____ Brano della pagina

Sempre nell’ambito dello statuto speciale di autonomia del Trentino-Alto Adige/Sudtirol ha trovato disciplina giuridica quel particolare meccanismo impropriamente chiamato “proporzionale etnica” in forza del quale l’ammissione ad alcuni pubblici uffici, ovvero al godimento di particolari diritti, avviene non già sulla base degli ordinari principi del pubblico concorso (articolo 97 Cost.), bensì in ragione di una suddivisione dei posti o benefici disponibili tra gruppi etnico-linguistici e minoritari. La prima applicazione della cosiddetta proporzionale etnica si è avuta negli enti pubblici locali, in applicazione dell’articolo 54 dello statuto altoatesino del 1948, mentre nel successivo statuto di autonomia del 1972 – che ha configurato in modo più forte e completo la tutela minoritaria – il riferimento normativo è divenuto l’articolo 89, il cui fondamento giuridico risiede nel principio di uguaglianza sostanziale e di non discriminazione, per la cui effettività si impongono, per l’appunto, misure di “tutela positiva” delle minoranze linguistiche.

________

▶ [Consegna 1]
Rispondi alle seguenti domande sul brano:
(a) In quali enti si è avuta la prima applicazione della proporzionale etnica?
(b) In quale anno è stato adottato il successivo statuto di autonomia?
(c) In quali principi risiede il fondamento giuridico dell'articolo 89?

____ Estratto dei dati

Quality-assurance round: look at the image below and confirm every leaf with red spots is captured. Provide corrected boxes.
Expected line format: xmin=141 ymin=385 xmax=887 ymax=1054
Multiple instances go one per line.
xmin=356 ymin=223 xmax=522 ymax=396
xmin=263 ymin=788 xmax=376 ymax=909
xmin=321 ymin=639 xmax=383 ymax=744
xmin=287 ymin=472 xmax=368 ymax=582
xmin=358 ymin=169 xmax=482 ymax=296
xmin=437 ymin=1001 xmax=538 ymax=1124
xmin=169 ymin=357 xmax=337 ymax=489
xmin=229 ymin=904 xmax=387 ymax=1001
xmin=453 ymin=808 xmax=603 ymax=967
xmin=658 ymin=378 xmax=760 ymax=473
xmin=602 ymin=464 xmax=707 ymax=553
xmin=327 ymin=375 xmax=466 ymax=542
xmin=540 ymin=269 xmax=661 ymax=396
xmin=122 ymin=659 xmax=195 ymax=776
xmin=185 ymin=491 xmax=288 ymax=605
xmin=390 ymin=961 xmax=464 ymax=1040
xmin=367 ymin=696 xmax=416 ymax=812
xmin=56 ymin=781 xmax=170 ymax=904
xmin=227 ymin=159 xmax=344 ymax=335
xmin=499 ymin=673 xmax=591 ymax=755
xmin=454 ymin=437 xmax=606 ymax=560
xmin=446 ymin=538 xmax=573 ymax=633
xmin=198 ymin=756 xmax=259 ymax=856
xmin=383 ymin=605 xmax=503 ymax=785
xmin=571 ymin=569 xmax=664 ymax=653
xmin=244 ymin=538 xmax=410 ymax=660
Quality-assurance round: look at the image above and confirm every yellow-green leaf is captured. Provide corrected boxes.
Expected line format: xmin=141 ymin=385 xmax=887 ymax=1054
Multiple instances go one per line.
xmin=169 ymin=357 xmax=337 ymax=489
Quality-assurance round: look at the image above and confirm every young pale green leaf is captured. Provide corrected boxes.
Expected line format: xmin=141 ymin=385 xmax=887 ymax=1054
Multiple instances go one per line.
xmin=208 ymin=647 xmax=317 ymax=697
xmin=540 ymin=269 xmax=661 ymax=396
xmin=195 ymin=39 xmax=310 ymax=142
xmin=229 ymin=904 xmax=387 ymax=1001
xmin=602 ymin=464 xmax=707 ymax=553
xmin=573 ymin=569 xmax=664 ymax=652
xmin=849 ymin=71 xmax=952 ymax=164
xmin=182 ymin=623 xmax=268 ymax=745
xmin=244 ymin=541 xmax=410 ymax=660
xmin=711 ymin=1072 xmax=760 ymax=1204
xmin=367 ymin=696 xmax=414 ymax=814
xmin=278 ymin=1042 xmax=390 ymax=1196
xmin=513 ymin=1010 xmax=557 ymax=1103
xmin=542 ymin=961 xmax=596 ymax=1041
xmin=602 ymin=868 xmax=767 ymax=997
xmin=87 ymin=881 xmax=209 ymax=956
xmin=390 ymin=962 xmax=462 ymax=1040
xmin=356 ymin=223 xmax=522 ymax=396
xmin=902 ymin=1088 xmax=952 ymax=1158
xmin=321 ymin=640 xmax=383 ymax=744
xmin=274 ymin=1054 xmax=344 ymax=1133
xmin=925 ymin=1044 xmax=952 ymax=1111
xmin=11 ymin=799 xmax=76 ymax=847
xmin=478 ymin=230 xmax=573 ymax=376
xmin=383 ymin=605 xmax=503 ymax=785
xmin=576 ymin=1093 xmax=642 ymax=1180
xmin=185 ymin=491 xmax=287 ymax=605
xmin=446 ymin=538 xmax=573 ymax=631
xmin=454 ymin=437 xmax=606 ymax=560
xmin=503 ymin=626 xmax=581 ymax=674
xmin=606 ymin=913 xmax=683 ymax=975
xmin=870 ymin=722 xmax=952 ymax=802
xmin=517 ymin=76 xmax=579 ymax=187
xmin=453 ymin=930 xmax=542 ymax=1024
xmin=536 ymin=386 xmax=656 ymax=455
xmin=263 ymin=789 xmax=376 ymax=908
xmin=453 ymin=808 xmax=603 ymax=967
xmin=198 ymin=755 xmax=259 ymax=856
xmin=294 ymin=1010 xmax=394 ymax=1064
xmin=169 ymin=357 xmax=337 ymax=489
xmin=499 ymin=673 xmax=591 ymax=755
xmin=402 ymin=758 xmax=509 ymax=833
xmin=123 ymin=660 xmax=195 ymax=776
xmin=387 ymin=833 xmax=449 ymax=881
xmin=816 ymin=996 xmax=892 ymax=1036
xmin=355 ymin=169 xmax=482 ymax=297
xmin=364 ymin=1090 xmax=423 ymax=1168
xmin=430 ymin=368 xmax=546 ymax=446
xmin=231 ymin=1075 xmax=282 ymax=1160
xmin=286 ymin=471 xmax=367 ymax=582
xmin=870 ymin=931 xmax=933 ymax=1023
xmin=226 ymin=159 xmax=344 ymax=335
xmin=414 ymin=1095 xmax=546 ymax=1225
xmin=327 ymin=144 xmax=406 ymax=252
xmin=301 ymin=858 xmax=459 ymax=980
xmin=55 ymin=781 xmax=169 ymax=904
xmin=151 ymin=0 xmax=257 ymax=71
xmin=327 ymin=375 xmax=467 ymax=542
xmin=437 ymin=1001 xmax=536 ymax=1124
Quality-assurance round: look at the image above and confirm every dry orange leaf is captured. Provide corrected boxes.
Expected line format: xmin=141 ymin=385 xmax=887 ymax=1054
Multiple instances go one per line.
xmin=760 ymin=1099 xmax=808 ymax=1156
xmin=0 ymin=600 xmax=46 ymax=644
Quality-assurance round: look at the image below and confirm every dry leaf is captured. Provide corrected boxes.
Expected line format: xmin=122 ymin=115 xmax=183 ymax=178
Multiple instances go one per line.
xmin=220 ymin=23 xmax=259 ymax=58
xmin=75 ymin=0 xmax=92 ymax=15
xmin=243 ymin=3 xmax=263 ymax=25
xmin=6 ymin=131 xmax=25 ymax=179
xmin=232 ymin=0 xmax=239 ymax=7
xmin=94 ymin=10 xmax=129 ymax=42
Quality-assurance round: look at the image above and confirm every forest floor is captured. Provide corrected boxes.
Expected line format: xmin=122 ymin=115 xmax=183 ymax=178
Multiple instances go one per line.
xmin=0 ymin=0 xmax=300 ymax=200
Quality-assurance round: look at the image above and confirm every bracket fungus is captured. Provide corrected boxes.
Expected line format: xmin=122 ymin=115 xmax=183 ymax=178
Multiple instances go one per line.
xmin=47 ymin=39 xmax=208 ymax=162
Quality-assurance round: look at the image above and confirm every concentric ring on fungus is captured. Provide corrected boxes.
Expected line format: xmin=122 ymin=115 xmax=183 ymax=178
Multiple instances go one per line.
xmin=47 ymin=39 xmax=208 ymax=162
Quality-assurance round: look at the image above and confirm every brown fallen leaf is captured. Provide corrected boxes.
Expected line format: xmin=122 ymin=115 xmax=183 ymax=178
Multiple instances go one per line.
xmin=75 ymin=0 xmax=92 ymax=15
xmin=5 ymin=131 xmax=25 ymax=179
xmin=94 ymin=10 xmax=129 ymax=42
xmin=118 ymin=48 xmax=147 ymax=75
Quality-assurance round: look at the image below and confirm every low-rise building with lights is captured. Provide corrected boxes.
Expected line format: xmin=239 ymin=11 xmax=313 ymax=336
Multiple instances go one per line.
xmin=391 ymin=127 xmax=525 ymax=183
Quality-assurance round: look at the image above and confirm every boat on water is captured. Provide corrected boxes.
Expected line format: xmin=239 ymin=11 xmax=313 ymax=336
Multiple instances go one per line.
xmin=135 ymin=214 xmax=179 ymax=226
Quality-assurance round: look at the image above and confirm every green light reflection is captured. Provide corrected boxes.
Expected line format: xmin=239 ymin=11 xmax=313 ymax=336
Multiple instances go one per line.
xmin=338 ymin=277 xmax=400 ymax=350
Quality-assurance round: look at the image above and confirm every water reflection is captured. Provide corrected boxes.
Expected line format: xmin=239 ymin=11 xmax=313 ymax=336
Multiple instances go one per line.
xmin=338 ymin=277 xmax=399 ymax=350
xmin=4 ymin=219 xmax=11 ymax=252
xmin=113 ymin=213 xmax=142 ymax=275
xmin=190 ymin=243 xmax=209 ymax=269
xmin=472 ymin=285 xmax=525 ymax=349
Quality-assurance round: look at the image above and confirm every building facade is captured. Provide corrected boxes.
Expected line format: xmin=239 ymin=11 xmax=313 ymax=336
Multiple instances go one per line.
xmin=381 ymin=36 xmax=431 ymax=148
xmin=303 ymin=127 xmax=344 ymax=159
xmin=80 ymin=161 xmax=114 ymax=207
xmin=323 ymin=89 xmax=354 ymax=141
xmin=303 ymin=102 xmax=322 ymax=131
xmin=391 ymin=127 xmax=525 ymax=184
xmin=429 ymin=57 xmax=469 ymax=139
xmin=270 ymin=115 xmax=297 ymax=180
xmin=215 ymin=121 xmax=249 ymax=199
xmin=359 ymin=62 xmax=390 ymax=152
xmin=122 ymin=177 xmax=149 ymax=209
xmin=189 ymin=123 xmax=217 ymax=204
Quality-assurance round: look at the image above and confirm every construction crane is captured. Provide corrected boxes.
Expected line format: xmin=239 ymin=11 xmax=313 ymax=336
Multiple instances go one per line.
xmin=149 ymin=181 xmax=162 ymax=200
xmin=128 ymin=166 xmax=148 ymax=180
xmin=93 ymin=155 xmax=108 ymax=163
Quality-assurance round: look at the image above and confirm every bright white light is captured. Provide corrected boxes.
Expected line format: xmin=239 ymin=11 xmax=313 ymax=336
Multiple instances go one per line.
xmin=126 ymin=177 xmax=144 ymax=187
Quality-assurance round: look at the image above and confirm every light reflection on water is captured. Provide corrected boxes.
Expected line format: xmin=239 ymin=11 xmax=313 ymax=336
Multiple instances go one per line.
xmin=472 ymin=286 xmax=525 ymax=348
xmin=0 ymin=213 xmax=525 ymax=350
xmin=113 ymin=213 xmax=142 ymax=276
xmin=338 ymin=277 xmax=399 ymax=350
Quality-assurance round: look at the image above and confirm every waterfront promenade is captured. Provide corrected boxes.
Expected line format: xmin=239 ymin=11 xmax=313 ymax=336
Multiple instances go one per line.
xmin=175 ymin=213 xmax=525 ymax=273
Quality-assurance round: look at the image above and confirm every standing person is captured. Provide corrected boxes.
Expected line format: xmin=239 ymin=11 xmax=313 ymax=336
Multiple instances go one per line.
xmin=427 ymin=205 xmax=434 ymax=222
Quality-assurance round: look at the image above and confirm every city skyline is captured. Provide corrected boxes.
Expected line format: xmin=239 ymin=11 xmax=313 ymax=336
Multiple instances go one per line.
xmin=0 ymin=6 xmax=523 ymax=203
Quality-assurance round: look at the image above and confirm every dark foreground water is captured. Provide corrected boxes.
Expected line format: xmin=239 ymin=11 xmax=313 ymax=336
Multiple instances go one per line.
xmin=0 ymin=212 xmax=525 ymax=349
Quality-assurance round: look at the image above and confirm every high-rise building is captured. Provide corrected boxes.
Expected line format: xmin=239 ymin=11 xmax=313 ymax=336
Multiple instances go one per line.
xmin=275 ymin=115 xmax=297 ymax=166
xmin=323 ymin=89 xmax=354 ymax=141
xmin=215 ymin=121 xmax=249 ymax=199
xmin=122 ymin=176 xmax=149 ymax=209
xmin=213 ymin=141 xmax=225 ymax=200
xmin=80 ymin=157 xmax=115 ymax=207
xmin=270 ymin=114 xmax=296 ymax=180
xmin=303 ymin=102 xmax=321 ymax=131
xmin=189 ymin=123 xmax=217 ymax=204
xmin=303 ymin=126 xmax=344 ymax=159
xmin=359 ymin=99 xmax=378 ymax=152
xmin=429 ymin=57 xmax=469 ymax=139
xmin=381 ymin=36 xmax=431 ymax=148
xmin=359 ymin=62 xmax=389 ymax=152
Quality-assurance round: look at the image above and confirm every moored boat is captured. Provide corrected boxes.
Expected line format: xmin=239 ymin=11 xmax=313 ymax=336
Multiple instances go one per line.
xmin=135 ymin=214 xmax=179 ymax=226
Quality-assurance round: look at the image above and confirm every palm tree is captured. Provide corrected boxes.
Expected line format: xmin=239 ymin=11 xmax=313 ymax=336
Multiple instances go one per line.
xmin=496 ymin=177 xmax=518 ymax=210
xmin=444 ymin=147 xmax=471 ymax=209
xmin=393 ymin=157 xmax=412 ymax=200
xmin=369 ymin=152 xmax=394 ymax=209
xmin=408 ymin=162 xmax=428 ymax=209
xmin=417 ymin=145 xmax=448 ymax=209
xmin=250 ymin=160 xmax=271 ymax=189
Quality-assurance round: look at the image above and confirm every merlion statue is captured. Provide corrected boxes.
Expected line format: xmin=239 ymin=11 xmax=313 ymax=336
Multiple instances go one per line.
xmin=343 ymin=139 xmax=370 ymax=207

________

▶ [Consegna 2]
Raccogli dalle voci sopra ogni riga che contiene la stringa «below» e ricopiala. Maiuscole e minuscole contano.

▶ [Svolgimento 1]
(a) Negli enti pubblici locali.
(b) Nel 1972.
(c) Nel principio di uguaglianza sostanziale e di non discriminazione.

▶ [Svolgimento 2]
Quality-assurance round: look at the image below and confirm every leaf with red spots is captured. Provide corrected boxes.
Quality-assurance round: look at the image below and confirm every dry leaf is captured. Provide corrected boxes.
Quality-assurance round: look at the image below and confirm every low-rise building with lights is captured. Provide corrected boxes.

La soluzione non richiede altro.